* **Document section**
____

Anyone who stands up to the American military becomes a hero. In turn, any state the American military supports loses its legitimacy. The more places America intervenes militarily, the more states lose their legitimacy, to the advantage of 4G, non-state entities. In effect, the United States has a reverse Midas touch.
by William S. Lind
Washington, April 20, 2009
The 300th column in this series offers a useful point from which to look back. Events since the first installment of "Waging War" have, I think, generally validated the four-generation framework of modern war.

Iraq was not a cakewalk, nor did the initial U.S.-led invasion of Afghanistan in late November 2001 in retaliation for the al-Qaida terror attacks of Sept. 11, 2001, eviscerate the Taliban. Mullah Omar, the ruler of the Taliban government in Afghanistan, proved the better prophet: Before the first American bomb fell, he said, "We will lose the government and lose Kabul, but it doesn't matter."

What lessons might we draw from the previous 299 columns and their interplay with the larger world? Three seem to me to be of overriding importance.

First, so long as America pursues an offensive grand strategy, fourth-generation war will ensure her defeat. The reason is Israeli military historian Martin van Creveld's concept of the power of weakness and its intimate relationship with legitimacy.

In a 4G world, legitimacy is the coin of the realm. At root, 4GW is a contest for legitimacy between the state and a wide variety of non-state primary loyalties. American power lacks legitimacy because, on the physical level, it is so overwhelming.

That is the power of weakness: Anyone who stands up to the American military becomes a hero. In turn, any state the American military supports loses its legitimacy. The more places America intervenes militarily, the more states lose their legitimacy, to the advantage of 4G, non-state entities.

____

* **Record set**

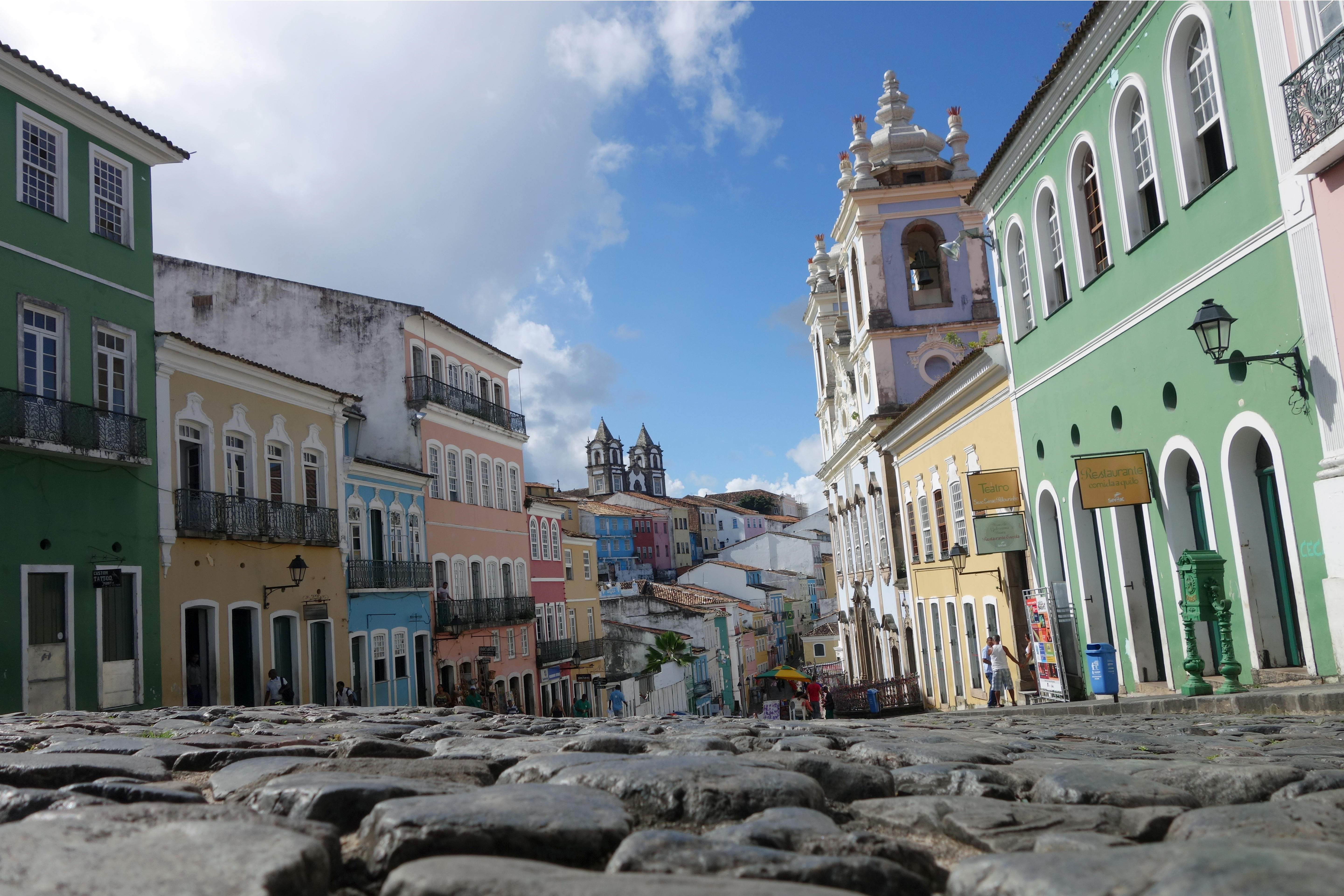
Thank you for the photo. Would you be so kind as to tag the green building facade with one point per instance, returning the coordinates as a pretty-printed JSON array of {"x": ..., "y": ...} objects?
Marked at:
[
  {"x": 1138, "y": 183},
  {"x": 79, "y": 569}
]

____

* **Set exercise**
Could you carry the column on fourth-generation war forward from its final sentence, the one ending "to the advantage of 4G, non-state entities"?

* **Expected output**
In effect, the United States has a reverse Midas touch. Only a defensive grand strategy, where the United States minds its own business and leaves other states to mind theirs, can break the nation out of this downward spiral.

Second, 2G militaries cannot win 4G wars. Second-generation armed forces, such as those of the United States, fight by putting firepower on targets. This wins at the physical level, but as it does so, it brings defeat at the moral level, which is decisive in 4GW.

The best current example is Pakistan, where the combination of Predator strikes and arm-twisting of the Pakistani government has undermined the legitimacy of the Pakistani state. That state now stands on the verge of disintegration, which would give al-Qaida and other Islamic 4GW forces the greatest victory they could imagine. The image on Osama bin Laden's cave wall should be a Predator, with the title, "Our best weapon."

Third, there is no chance the United States will adopt a defensive grand strategy or reform its military to move from the second to the third generation -- a necessary, though not sufficient, step in confronting the insurgent challenges of fourth-generation war -- so long as the current Washington establishment remains in power.

Part 2: Why the political establishment of the United States is doomed to fail and fall

(William S. Lind, expressing his own personal opinion, is director of the Center for Cultural Conservatism at the Free Congress Foundation.)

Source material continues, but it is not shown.